**Testo della pagina**.
═══

Quel tanto di buono che poté in questo campo essere compiuto in Italia negli ultimi quindici o venti anni prima della guerra mondiale, si deve in gran parte alle indicate nuove direttive. Sennonché, ciò significò, in pratica, concentrare l'attività bonificatrice in alcune regioni settentrionali, soprattutto venete ed emiliane, dove l'attività consortile aveva antiche tradizioni; dove, inoltre, il problema della trasformazione agraria presentava minori difficoltà in quanto terreni contermini a quelli da bonificare già ne davano sicuro esempio.
Non moveva invece alcun passo la bonifica del Mezzogiorno, dove la vasta distesa delle "terre nude", latifondistiche, malariche, neppure rientrava in molta parte nel concetto legislativo della bonifica, non trattandosi di terre paludose o deficienti di scolo. Anche dove, verificandosi queste condizioni, lo stato aveva eseguito opere di prosciugamento, l'agricoltura restava ferma alle vecchie forme primitive, e con queste restavano malaria e vita incivile: le stesse opere eseguite cadevano in abbandono; un cimitero di bonifiche, come fu giustamente detto.
Si volle allora tentare altra via: l'esecuzione delle opere affidata, per concessione dello stato, non al consorzio dei proprietarî, che non aveva nel Mezzogiorno tradizioni, ma a capitalisti - generalmente società capitalistiche - che, possedendo una parte dei terreni da bonificare, vi avessero un diretto interesse; possesso che quindi si voleva agevolato anche a mezzo di espropriazione dei proprietarî attuali. È ovvia la resistenza che una tale via doveva incontrare.
La realtà è che stava nel fondo del problema che si tentava, senza successo o con scarso successo, di risolvere, un delicatissimo aspetto di rapporti fra attività pubblica dello stato e attività dei proprietarî privati; e che il risolverlo esigeva propriamente una sintesi dell'una e dell'altra, superando quella netta separazione, e quasi frattura, che fra l'una e l'altra la dottrina liberale aveva creato.
E questo non era problema semplicemente tecnico o amministrativo: era problema propriamente politico, che solo una nuova dottrina, una nuova concezione dei rapporti fra stato e individui, avrebbe potuto risolvere dalle radici.
7. È quanto ha fatto il fascismo.
Una prima svolta decisiva nella legislazione avvenne ben presto, nell'anno II dell'era fascista. Una legge del 1924 affermava infatti che non si trattava in Italia solamente di riscattare terre paludose o deficienti di scolo; che molti altri territorî, pur non dissestati idraulicamente, potevano e dovevano, con eguale pubblico interesse, essere adattati a forme di agricoltura più intensiva, a denso popolamento agricolo. Il rispetto alla esistente e da poco unificata legislazione sulla bonifica idraulica condusse a scegliere un'altra denominazione per questi casi: si dissero di trasformazione fondiaria. Ma si trattava, in sostanza, di null'altro che di bonifiche, nel vecchio e più vero senso della parola.

═══

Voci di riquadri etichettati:

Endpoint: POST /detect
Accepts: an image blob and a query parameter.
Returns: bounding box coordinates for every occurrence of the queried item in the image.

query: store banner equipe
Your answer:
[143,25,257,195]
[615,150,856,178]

═══

**Compito assegnato 1**. Nel testo sulla bonifica, nella frase che inizia con «E questo non era problema», elenca tutti gli aggettivi riferiti alla parola «problema».
**Compito assegnato 2**. Ricopia dal testo sulla bonifica il passo che comincia con «E questo non» e termina con «fatto il fascismo.».
Per svolgere i compiti non occorre consultare le voci.

**Risposta al compito 1**. tecnico, amministrativo, politico

**Risposta al compito 2**.
E questo non era problema semplicemente tecnico o amministrativo: era problema propriamente politico, che solo una nuova dottrina, una nuova concezione dei rapporti fra stato e individui, avrebbe potuto risolvere dalle radici.
7. È quanto ha fatto il fascismo.